Aim A -
Reproduce the part of the post on volatile stack variables that begins with the words "Is it legal" and ends with "volatile_struct2(): # #volatile_struct2()".

Start Passage shown

Is it legal to optimize away stores/construction of volatile stack variables?

I noticed that clang and gcc optimize away the construction of or assignment to a volatile struct declared on the stack, in some scenarios. For example, the following code:
struct nonvol2 {
uint32_t a, b;
};
void volatile_struct2()
{
volatile nonvol2 temp = {1, 2};
}
Compiles on clang to:
volatile_struct2(): # #volatile_struct2()
ret
On the other hand, gcc does not remove the stores, although it does optimize the two implied stores into a single one:
volatile_struct2():
movabs rax, 8589934593
mov QWORD PTR [rsp-8], rax
ret
Oddly, clang won't optimize away a volatile store to a single int variable:
void volatile_int() {
volatile int x = 42;
}
Compiles to:
volatile_int(): # #volatile_int()
mov dword ptr [rsp - 4], 1
ret
Furthermore a struct with 1 member rather than 2 is not optimized away.
Although gcc doesn't remove the construction in this particular case, it does perhaps even more aggressive optimizations in the case that the struct members themselves are declared volatile, rather than the struct itself at the point of construction:
typedef struct {
volatile uint32_t a, b;
} vol2;
void volatile_def2()
{
vol2 temp = {1, 2};
vol2 temp2 = {1, 2};
temp.a = temp2.a;
temp.a = temp2.a;
}
simply compiles down to a simple ret.

End Passage shown
Start Records to use

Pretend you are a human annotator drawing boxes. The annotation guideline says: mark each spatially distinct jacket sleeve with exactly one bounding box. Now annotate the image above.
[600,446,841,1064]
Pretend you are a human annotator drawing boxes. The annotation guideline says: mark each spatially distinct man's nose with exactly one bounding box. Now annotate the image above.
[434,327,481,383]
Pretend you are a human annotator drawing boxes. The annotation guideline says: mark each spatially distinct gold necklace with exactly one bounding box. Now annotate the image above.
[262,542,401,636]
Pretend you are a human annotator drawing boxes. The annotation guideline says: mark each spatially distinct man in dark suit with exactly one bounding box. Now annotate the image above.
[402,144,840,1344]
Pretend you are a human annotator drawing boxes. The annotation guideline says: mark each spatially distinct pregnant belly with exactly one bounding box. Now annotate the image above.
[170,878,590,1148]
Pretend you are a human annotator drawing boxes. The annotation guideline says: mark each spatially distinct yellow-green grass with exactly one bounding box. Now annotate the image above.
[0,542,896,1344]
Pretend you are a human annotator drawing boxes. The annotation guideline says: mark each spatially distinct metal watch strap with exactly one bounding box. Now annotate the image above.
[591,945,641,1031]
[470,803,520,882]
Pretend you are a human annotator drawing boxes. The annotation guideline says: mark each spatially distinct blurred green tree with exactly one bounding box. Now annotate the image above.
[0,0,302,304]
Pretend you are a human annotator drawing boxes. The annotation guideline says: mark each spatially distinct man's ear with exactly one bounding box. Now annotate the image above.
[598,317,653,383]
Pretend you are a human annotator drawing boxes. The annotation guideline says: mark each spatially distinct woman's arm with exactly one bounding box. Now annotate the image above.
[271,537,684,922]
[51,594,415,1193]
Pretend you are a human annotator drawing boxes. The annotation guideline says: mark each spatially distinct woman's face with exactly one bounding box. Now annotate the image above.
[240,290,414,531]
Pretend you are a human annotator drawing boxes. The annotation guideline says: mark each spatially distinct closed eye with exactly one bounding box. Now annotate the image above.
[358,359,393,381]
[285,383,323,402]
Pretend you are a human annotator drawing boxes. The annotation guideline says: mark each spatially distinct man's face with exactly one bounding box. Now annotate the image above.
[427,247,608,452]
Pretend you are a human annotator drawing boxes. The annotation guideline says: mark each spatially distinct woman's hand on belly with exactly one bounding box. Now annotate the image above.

End Records to use

Aim B -
Transcribe the records from the line containing "spatially distinct gold" through the line containing "[470,803,520,882]", both included.

Full output A -
Is it legal to optimize away stores/construction of volatile stack variables?

I noticed that clang and gcc optimize away the construction of or assignment to a volatile struct declared on the stack, in some scenarios. For example, the following code:
struct nonvol2 {
uint32_t a, b;
};
void volatile_struct2()
{
volatile nonvol2 temp = {1, 2};
}
Compiles on clang to:
volatile_struct2(): # #volatile_struct2()

Full output B -
Pretend you are a human annotator drawing boxes. The annotation guideline says: mark each spatially distinct gold necklace with exactly one bounding box. Now annotate the image above.
[262,542,401,636]
Pretend you are a human annotator drawing boxes. The annotation guideline says: mark each spatially distinct man in dark suit with exactly one bounding box. Now annotate the image above.
[402,144,840,1344]
Pretend you are a human annotator drawing boxes. The annotation guideline says: mark each spatially distinct pregnant belly with exactly one bounding box. Now annotate the image above.
[170,878,590,1148]
Pretend you are a human annotator drawing boxes. The annotation guideline says: mark each spatially distinct yellow-green grass with exactly one bounding box. Now annotate the image above.
[0,542,896,1344]
Pretend you are a human annotator drawing boxes. The annotation guideline says: mark each spatially distinct metal watch strap with exactly one bounding box. Now annotate the image above.
[591,945,641,1031]
[470,803,520,882]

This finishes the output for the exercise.